Return exactly the span of lines that opens with the line containing "Every instance of the white" and closes with the last line of the data, inclusive.

Collection entries
◆ ◆ ◆ ◆ ◆
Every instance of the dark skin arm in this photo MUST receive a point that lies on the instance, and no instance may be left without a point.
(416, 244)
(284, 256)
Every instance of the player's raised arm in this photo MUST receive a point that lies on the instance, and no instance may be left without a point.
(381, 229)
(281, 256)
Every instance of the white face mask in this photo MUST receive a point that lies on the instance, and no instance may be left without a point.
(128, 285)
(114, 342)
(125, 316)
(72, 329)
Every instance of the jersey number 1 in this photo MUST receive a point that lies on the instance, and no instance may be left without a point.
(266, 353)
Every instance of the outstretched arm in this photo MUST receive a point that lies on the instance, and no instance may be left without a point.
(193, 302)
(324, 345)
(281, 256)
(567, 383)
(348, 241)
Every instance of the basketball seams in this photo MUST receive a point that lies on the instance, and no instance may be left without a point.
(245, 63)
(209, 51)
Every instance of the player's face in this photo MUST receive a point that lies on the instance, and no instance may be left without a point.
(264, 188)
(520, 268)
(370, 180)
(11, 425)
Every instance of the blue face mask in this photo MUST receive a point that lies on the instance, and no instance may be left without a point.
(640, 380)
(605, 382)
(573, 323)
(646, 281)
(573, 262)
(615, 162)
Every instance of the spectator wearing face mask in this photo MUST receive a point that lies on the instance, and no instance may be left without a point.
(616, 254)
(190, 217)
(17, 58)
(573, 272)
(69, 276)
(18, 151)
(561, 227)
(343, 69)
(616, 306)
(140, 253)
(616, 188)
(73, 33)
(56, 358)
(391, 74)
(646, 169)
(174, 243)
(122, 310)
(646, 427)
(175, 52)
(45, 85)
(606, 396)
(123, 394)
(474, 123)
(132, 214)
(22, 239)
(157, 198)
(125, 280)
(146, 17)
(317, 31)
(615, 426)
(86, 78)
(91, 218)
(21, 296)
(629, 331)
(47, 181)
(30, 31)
◆ ◆ ◆ ◆ ◆
### RESPONSE BELOW
Every instance of the white face mask in this photo MUST receive a point that lies on the instance, and no instance may be left without a point.
(128, 285)
(114, 342)
(125, 316)
(72, 329)
Every instance of the jersey number 1 in this photo MUST receive a point that lies on the instance, and no instance may be left without a point.
(266, 353)
Every instance of the outstretched arm in this photo MUST receive a point that lies on the instance, and no instance may be left without a point.
(193, 302)
(324, 345)
(281, 256)
(567, 383)
(348, 241)
Every instance of the basketball seams in this photo MUST receive a point that lies on the instance, and no instance may be left without a point.
(245, 63)
(209, 51)
Every instance of the player's face in this photo MUST receive a point that lies on the instance, and no instance may be left without a point.
(264, 188)
(520, 268)
(370, 180)
(11, 425)
Every instance of the blue face mask in this photo MUST receive a point that lies on the instance, and no instance may be left without a point.
(640, 380)
(605, 382)
(573, 323)
(646, 281)
(573, 262)
(615, 162)
Every instance of the spectator wearing face mask in this photo MUST receive a point that lies on the instance, and no instance may be left without a point.
(616, 254)
(190, 217)
(17, 58)
(573, 272)
(69, 276)
(18, 151)
(561, 227)
(343, 69)
(616, 306)
(140, 253)
(616, 188)
(73, 33)
(56, 358)
(391, 74)
(646, 169)
(174, 243)
(122, 310)
(646, 427)
(175, 52)
(45, 85)
(606, 396)
(123, 394)
(474, 123)
(132, 214)
(22, 239)
(157, 198)
(125, 280)
(146, 17)
(317, 31)
(615, 426)
(86, 78)
(91, 218)
(21, 296)
(629, 331)
(47, 181)
(30, 31)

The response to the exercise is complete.